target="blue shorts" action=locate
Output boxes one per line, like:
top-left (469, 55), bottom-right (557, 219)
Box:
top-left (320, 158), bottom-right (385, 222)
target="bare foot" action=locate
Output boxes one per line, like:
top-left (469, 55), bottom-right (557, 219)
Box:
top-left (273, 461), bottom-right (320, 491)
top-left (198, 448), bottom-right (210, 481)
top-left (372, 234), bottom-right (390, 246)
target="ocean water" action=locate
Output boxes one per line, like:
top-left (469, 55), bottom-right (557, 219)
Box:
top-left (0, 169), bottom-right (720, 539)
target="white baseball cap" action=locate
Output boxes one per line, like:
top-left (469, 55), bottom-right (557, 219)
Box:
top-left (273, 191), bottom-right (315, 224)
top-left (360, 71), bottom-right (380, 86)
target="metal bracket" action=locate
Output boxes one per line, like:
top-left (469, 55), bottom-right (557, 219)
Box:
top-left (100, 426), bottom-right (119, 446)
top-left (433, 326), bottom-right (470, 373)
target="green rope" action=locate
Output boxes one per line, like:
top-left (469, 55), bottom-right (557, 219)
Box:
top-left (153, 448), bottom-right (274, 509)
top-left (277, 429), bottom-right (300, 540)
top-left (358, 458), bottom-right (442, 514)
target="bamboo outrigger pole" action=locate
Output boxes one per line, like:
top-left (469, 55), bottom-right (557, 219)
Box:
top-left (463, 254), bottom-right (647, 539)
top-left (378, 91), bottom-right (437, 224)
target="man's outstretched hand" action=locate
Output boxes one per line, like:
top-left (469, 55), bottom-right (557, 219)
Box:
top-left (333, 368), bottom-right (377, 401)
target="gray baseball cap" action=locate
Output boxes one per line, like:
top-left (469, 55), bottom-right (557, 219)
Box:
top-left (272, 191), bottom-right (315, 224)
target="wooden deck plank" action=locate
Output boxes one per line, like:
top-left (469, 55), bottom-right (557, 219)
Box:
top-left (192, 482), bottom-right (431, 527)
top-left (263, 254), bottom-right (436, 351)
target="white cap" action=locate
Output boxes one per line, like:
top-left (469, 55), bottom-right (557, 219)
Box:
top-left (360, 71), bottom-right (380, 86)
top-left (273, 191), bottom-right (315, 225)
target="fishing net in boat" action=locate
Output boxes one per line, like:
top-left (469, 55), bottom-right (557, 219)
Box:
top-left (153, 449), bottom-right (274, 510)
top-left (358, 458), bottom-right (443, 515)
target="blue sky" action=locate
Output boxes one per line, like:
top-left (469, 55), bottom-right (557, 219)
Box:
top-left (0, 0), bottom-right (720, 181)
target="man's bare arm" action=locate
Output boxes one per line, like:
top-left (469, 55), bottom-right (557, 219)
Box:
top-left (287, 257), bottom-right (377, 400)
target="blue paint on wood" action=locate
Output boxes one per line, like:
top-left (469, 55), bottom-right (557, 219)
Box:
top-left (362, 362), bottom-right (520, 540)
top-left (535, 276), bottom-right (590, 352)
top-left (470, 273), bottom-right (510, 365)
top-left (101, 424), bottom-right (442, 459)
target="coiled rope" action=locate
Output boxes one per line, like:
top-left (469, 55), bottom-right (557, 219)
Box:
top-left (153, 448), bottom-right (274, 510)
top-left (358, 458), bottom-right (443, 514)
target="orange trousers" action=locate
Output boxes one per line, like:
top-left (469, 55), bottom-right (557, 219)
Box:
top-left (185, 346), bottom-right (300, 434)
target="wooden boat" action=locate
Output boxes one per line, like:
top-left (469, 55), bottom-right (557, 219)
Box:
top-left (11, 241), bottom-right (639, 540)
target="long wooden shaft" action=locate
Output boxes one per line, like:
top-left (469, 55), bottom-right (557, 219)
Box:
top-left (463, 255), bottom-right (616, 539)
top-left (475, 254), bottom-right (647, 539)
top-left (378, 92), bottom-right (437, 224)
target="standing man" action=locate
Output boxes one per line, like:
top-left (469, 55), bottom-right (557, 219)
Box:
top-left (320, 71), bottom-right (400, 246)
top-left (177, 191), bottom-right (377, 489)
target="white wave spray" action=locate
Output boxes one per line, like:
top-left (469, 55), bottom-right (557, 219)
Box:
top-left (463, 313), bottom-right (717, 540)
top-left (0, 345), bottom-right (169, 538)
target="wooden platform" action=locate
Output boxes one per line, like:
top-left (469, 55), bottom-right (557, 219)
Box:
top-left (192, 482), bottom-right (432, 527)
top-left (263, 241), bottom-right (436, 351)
* * *
Rewrite all the entries above, changing every "locate" to "find" and keeping everything else the same.

target="blue shorts" action=find
Output boxes one per line, like:
top-left (469, 55), bottom-right (557, 219)
Box:
top-left (320, 158), bottom-right (385, 222)
target="bare foot" action=find
Output boxes one per line, like:
top-left (469, 55), bottom-right (557, 219)
Box:
top-left (273, 461), bottom-right (320, 491)
top-left (198, 448), bottom-right (210, 481)
top-left (372, 234), bottom-right (390, 246)
target="ocean water" action=find
Output boxes one per line, like:
top-left (469, 55), bottom-right (557, 219)
Box:
top-left (0, 169), bottom-right (720, 539)
target="white baseball cap" action=find
Output boxes one per line, like:
top-left (469, 55), bottom-right (557, 219)
Box:
top-left (273, 191), bottom-right (315, 224)
top-left (360, 71), bottom-right (380, 86)
target="metal bracket" action=find
Output boxes one per line, like:
top-left (469, 55), bottom-right (557, 219)
Box:
top-left (100, 426), bottom-right (119, 446)
top-left (433, 326), bottom-right (470, 373)
target="green rope" action=find
Output boxes one per line, like:
top-left (469, 55), bottom-right (557, 219)
Box:
top-left (153, 448), bottom-right (274, 509)
top-left (277, 429), bottom-right (300, 540)
top-left (358, 458), bottom-right (442, 514)
target="bamboo outrigger pole" action=find
Output boxes one per line, like:
top-left (469, 55), bottom-right (557, 219)
Box:
top-left (463, 254), bottom-right (647, 539)
top-left (378, 91), bottom-right (437, 224)
target="man's outstretched hand" action=find
Output boxes one per line, like:
top-left (469, 55), bottom-right (557, 219)
Box:
top-left (333, 368), bottom-right (377, 401)
target="gray baseball cap" action=find
Output boxes one per line, like:
top-left (469, 55), bottom-right (557, 219)
Box:
top-left (272, 191), bottom-right (315, 224)
target="wooden deck plank" action=find
Output boxes one per line, like:
top-left (469, 55), bottom-right (557, 219)
Box:
top-left (192, 482), bottom-right (431, 527)
top-left (263, 254), bottom-right (436, 351)
target="white cap" action=find
Output boxes one per line, like:
top-left (469, 55), bottom-right (557, 219)
Box:
top-left (360, 71), bottom-right (380, 86)
top-left (273, 191), bottom-right (315, 225)
target="fishing net in boat" action=find
Output boxes one per line, like:
top-left (469, 55), bottom-right (557, 219)
Box:
top-left (153, 449), bottom-right (274, 510)
top-left (358, 458), bottom-right (443, 515)
target="blue sky" action=find
Output boxes one per line, like:
top-left (469, 55), bottom-right (557, 219)
Box:
top-left (0, 0), bottom-right (720, 181)
target="man's bare arm" action=find
Output boxes one per line, like:
top-left (469, 55), bottom-right (557, 219)
Box:
top-left (287, 257), bottom-right (377, 400)
target="blue paint on wood" action=find
Output boxes one per line, like:
top-left (469, 55), bottom-right (557, 219)
Box:
top-left (362, 362), bottom-right (520, 540)
top-left (535, 276), bottom-right (590, 352)
top-left (470, 273), bottom-right (510, 365)
top-left (101, 424), bottom-right (442, 459)
target="coiled rope" action=find
Output boxes one per line, like:
top-left (469, 55), bottom-right (557, 219)
Box:
top-left (153, 448), bottom-right (274, 510)
top-left (358, 458), bottom-right (443, 514)
target="orange trousers" action=find
Output boxes one per line, like:
top-left (469, 55), bottom-right (557, 219)
Box:
top-left (185, 346), bottom-right (300, 434)
target="wooden boat" action=find
Output boxes one per line, like:
top-left (469, 55), bottom-right (557, 219)
Box:
top-left (11, 241), bottom-right (639, 540)
target="long wooden shaft" action=find
Output boxes one per line, like:
top-left (469, 55), bottom-right (557, 219)
Box:
top-left (463, 255), bottom-right (616, 539)
top-left (475, 254), bottom-right (647, 539)
top-left (378, 92), bottom-right (437, 224)
target="standing man" action=find
Output boxes one per line, like:
top-left (469, 55), bottom-right (557, 219)
Box:
top-left (320, 71), bottom-right (400, 246)
top-left (177, 191), bottom-right (377, 489)
target="white wave spray" action=find
Output boxes one per line, like:
top-left (469, 55), bottom-right (557, 219)
Box:
top-left (463, 313), bottom-right (717, 540)
top-left (0, 345), bottom-right (169, 538)
target="wooden platform" action=find
Output boxes one per line, like:
top-left (469, 55), bottom-right (557, 219)
Box:
top-left (192, 482), bottom-right (432, 527)
top-left (263, 241), bottom-right (436, 351)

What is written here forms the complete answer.